:: What the exercise asks ::
Please keep to the lines below from the one with "positive clicks: (89, 476)" through the one with "rough mask: <svg", and restate them word for word, ends included.

[Material for this exercise — start]

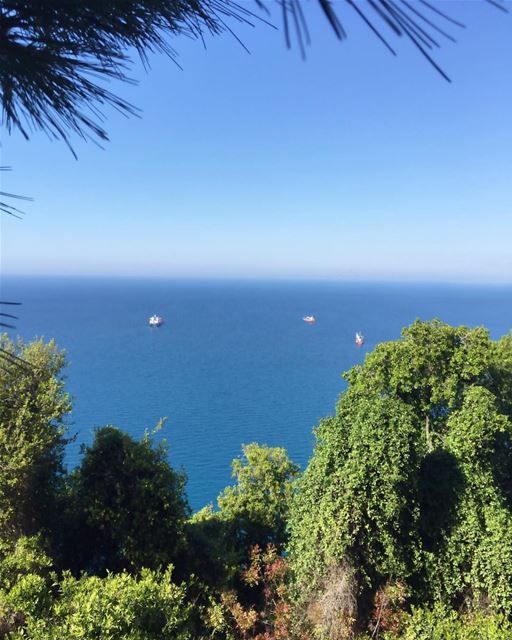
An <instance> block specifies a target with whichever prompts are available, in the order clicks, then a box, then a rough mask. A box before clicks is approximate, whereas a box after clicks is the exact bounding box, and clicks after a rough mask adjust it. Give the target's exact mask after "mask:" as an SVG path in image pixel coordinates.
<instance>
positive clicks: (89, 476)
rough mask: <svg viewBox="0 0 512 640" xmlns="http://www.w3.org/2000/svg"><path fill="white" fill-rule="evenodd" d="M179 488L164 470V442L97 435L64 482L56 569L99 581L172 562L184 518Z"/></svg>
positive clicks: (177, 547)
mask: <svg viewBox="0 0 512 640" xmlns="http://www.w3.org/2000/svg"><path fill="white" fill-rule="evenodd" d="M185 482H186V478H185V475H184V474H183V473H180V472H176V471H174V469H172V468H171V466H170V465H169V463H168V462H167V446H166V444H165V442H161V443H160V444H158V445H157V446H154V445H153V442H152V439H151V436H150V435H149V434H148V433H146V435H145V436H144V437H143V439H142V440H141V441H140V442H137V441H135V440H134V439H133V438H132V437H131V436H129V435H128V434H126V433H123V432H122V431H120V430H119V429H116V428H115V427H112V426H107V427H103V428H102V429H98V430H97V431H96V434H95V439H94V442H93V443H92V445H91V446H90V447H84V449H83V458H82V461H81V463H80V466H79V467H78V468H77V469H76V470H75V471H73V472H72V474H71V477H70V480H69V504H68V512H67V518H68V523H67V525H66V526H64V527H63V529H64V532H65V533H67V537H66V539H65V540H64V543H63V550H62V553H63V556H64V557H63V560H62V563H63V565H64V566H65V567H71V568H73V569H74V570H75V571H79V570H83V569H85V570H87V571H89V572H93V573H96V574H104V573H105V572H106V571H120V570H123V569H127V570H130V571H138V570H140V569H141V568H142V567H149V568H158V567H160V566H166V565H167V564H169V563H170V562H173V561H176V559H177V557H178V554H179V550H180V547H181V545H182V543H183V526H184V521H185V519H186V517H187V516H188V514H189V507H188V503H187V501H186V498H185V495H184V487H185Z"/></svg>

[Material for this exercise — finish]

:: Result of this task ::
positive clicks: (89, 476)
rough mask: <svg viewBox="0 0 512 640" xmlns="http://www.w3.org/2000/svg"><path fill="white" fill-rule="evenodd" d="M179 488L164 470V442L97 435L64 482L56 569L99 581L172 562L184 518Z"/></svg>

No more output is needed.